━━━ EXTRAIT CITÉ ━━━
Après avoir quitté Zbarbar, nous faisons halte à Mall, où des jeunes nous font découvrir des paysages magnifiques. L’immense étendue d’eau du barrage de Koudiat Acerdoune, deuxième ouvrage du pays en capacité de stockage avec 680 millions de mètres cubes domine la région. Le barrage recèle un immense potentiel pour dynamiser l’écotourisme local. Son vaste plan d’eau pourrait accueillir des activités nautiques comme le kayak, la voile ou encore la pêche récréative, tout en respectant l’équilibre écologique du site. Autour du barrage, des sentiers de randonnée et des circuits VTT pourraient être aménagés pour permettre aux visiteurs de découvrir la richesse naturelle et paysagère de la région. L’implantation d’aires de repos, de points d’observation et même de petites structures d’hébergement éco responsables favoriserait un tourisme local, tout en créant des opportunités économiques pour les habitants. En valorisant ce site unique, la région pourrait ainsi attirer une nouvelle dynamique touristique et offrir un cadre privilégié pour les amateurs de nature et d’aventure. «Ici, on pourrait faire du tourisme écologique, proposer des randonnées pour faire découvrir notre patrimoine», ont suggéré des jeunes de la région en précisant que les rares visiteurs sont pour l’instant des randonneurs aguerris, attirés par les sentiers escarpés. Mais pour que le tourisme rural se développe, il faudrait des infrastructures, des gîtes et des guides. Alors que nous nous apprêtons à partir, Ahmed, un ancien élément de la garde communale nous arrête : «On a traversé des moments bien pires. Nous ne demandons pas la lune, juste l’ouverture de pistes pour accéder à nos terres et faire revivre nos villages». Ses paroles traduisent l’attachement indéfectible des villageois de Zbarbar à leur terre. «Autour de nous, des sentiers boueux serpentent entre les collines, rendant l’accès difficile aux champs et aux hameaux, surtout durant la période des pluies», a-t-il encore déclaré, le regard perdu vers l’horizon.
Une chose est sûre, avec des routes praticables, l’électricité et le renforcement des équipements publics, beaucoup reviendraient, et ils sont déjà là, redonnant ainsi à leurs bourgs l’animation d’autrefois. Pour lui et pour beaucoup de montagnards, l’abandon n’est pas une fatalité, mais un défi à surmonter.

A. F.
━━━
### CONSIGNE
Relevez, dans le texte sur le barrage de Koudiat Acerdoune, toutes les activités nautiques que son plan d'eau pourrait accueillir.
━━━ DONNÉES FOURNIES ━━━
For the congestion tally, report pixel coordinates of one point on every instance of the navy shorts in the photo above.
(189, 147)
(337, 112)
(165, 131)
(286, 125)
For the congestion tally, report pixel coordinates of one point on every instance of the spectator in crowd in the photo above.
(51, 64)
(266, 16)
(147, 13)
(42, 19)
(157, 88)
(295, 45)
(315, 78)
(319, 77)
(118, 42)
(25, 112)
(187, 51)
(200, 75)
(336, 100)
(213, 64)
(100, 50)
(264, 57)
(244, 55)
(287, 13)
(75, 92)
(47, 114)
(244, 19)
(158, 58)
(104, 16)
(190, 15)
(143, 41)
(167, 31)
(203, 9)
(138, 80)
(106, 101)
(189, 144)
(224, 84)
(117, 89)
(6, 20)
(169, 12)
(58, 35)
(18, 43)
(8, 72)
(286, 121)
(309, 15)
━━━
━━━ DONNÉES FOURNIES ━━━
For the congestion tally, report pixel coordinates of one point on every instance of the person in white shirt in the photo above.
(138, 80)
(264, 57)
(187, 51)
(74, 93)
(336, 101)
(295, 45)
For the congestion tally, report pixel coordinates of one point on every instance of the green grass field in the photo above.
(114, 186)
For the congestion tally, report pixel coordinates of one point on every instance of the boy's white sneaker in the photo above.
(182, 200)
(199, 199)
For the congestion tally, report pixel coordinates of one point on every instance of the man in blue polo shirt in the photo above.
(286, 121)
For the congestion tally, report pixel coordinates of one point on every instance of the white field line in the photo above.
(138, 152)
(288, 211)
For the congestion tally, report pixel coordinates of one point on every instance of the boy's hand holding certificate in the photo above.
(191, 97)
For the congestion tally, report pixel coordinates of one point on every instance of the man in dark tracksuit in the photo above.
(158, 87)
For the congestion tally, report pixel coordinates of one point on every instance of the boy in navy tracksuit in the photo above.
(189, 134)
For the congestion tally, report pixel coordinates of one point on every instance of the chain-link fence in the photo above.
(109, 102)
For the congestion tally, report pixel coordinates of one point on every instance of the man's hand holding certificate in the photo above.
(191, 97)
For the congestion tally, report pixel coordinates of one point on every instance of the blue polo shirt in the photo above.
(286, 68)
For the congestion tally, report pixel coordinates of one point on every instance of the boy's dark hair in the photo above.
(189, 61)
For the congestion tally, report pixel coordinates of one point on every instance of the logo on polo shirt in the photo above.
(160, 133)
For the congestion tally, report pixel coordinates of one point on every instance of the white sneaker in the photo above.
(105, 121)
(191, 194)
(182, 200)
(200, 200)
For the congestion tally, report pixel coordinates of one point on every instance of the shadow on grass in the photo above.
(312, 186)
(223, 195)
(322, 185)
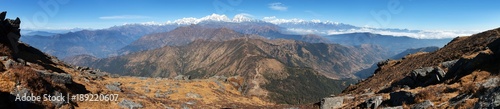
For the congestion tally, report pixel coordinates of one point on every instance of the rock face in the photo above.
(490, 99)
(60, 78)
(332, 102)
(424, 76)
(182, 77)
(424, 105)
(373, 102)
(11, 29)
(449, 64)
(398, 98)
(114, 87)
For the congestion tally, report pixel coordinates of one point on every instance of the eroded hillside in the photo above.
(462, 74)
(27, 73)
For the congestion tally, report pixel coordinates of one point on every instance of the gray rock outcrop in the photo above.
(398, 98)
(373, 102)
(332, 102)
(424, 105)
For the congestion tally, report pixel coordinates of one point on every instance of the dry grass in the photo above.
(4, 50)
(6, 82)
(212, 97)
━━━
### RÉPONSE
- le kayak
- la voile
- la pêche récréative